Referring expression pointing data
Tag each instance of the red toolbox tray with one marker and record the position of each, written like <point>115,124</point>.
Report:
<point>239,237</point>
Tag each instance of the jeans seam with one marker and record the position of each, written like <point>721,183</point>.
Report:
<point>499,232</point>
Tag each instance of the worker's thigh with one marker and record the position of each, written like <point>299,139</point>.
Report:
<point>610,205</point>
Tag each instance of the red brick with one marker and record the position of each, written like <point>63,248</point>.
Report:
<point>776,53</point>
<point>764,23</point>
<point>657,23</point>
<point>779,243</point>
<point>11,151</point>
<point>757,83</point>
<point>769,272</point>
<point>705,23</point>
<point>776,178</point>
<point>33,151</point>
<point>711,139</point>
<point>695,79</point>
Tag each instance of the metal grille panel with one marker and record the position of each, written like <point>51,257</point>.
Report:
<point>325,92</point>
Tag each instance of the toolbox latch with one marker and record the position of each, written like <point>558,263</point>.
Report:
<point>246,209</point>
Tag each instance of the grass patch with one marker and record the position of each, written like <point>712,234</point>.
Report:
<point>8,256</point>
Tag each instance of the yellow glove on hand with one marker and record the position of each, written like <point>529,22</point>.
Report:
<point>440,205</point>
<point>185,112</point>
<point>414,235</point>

__Work task__. The data must be given again in full. Keep every line identical.

__Response to the task__.
Tag each instance of the red toolbox tray with one marker and record the position of each, written like <point>115,124</point>.
Report:
<point>239,237</point>
Tag each instance of the jeans seam with one marker and record the position of each, written like <point>721,183</point>.
Report:
<point>499,232</point>
Tag each instance of the worker's thigh with one marker and record the position of each, written like <point>299,139</point>.
Report:
<point>610,205</point>
Tag each instance of the red brick with one marker and record the position of each, written like <point>63,248</point>.
Report:
<point>776,53</point>
<point>764,23</point>
<point>657,23</point>
<point>779,243</point>
<point>11,151</point>
<point>757,83</point>
<point>769,272</point>
<point>705,23</point>
<point>776,178</point>
<point>33,151</point>
<point>711,139</point>
<point>695,79</point>
Tag each instance of the metal grille panel with one marker and record the position of each, written like <point>51,257</point>.
Report:
<point>325,92</point>
Tag each instance of the toolbox latch with one marker and record the position of each, written like <point>558,263</point>.
Report:
<point>246,209</point>
Tag each instance of the grass patch with one marker and record the position of each, written like <point>712,234</point>.
Report:
<point>8,256</point>
Tag each instance of the yellow glove on hand with one marker and record the position of each, written like <point>529,22</point>.
Report:
<point>440,205</point>
<point>185,112</point>
<point>414,235</point>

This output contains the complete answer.